**Set exercise**
Please copy out the lines in the records below, from the line with "Where can you see the man walking" through the end of the records.

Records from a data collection
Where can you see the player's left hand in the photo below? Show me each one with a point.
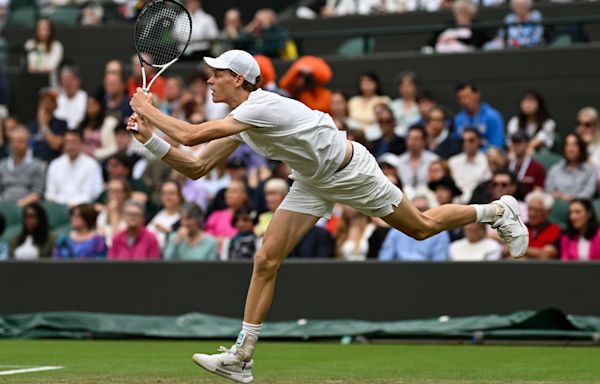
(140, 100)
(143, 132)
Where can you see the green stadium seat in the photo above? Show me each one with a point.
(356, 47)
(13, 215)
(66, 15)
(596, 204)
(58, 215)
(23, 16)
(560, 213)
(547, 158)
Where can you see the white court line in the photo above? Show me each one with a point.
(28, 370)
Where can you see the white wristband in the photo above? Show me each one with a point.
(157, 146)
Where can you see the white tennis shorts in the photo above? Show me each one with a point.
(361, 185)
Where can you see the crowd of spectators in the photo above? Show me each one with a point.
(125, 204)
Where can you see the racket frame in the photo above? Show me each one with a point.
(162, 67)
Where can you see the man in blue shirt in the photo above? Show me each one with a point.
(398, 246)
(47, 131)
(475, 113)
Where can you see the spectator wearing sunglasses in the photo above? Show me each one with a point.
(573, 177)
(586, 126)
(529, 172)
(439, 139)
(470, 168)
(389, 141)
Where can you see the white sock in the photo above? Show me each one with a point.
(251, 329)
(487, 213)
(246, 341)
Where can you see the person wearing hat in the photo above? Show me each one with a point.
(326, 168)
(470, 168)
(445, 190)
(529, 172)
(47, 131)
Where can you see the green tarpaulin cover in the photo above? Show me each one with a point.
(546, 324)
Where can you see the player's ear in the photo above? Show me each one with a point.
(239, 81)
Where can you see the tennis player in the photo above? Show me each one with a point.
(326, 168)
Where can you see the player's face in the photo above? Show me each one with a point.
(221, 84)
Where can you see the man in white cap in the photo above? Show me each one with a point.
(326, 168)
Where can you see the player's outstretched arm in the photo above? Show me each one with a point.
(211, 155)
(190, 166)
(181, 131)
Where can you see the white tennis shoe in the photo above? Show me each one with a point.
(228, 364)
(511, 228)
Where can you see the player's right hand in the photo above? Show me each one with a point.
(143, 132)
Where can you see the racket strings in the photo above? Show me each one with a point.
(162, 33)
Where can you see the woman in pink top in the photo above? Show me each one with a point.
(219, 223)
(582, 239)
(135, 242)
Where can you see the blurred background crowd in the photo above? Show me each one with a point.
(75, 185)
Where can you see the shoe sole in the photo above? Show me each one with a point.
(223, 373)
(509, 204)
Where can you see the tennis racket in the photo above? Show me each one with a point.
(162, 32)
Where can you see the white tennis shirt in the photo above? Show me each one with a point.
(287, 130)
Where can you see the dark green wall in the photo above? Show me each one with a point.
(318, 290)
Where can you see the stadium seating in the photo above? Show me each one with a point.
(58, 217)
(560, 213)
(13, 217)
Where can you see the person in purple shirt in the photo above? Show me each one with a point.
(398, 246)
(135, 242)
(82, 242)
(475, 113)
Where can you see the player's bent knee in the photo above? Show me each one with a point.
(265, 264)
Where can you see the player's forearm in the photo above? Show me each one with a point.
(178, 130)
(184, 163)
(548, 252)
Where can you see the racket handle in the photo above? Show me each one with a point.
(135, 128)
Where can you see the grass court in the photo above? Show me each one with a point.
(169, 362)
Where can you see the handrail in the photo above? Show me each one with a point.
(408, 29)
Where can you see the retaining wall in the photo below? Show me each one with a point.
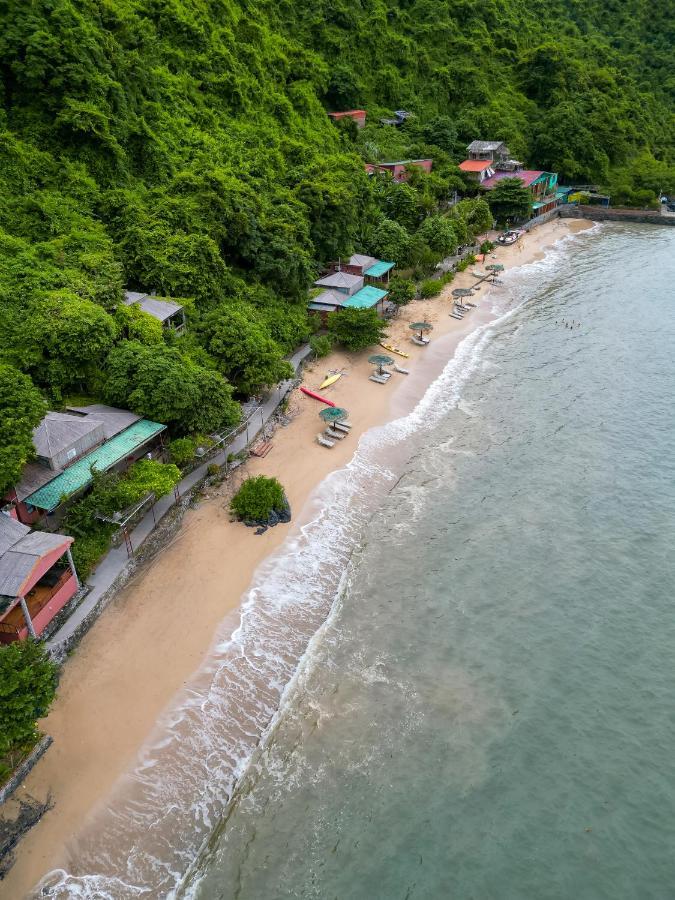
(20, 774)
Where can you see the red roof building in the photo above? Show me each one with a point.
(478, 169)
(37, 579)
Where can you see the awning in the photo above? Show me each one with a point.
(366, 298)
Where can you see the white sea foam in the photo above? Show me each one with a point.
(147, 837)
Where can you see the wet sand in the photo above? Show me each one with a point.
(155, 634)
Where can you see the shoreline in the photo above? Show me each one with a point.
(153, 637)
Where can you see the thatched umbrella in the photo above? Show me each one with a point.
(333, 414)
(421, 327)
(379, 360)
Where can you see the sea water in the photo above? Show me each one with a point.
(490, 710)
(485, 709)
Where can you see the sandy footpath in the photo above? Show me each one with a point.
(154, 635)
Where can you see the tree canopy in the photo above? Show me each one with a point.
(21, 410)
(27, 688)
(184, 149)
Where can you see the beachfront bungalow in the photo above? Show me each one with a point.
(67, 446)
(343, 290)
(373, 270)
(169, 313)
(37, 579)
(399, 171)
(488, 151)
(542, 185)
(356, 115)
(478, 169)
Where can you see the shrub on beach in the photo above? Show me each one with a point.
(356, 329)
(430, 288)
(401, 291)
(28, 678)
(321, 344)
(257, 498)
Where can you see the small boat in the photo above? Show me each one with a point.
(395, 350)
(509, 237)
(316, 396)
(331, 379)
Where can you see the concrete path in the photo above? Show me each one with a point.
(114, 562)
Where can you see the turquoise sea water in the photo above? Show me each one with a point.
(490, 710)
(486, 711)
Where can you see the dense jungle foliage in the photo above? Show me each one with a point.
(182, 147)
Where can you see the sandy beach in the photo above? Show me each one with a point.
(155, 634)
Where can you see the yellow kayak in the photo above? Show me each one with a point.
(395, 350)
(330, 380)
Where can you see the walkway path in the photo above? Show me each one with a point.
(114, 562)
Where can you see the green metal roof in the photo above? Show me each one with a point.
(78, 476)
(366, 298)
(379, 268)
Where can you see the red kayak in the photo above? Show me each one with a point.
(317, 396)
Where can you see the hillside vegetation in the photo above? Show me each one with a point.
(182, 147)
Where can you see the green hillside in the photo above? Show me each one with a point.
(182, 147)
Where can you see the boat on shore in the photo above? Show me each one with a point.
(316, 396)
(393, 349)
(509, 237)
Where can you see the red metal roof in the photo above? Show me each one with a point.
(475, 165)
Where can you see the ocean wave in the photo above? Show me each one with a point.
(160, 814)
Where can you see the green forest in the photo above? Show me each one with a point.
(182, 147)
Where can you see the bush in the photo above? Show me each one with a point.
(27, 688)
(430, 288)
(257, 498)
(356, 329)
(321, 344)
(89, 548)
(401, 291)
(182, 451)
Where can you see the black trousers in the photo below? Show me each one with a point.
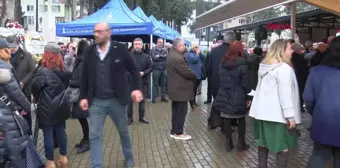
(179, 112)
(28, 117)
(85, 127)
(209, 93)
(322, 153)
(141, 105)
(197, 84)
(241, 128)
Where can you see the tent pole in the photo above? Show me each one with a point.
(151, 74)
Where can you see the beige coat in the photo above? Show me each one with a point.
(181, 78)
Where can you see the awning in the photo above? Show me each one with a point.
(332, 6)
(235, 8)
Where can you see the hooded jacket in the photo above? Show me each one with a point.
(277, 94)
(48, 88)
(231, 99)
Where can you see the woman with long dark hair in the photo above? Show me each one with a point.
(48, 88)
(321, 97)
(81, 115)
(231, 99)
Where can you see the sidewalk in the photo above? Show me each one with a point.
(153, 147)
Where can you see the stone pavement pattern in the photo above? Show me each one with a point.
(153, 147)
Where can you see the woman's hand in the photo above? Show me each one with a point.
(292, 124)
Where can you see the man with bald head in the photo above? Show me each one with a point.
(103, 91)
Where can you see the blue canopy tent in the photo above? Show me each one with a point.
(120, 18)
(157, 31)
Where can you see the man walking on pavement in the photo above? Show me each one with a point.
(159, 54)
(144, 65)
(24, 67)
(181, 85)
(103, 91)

**Solution for this problem**
Where can you see the man walking on pavement in the photo above? Show me each one with a point.
(159, 54)
(144, 65)
(24, 67)
(181, 85)
(103, 91)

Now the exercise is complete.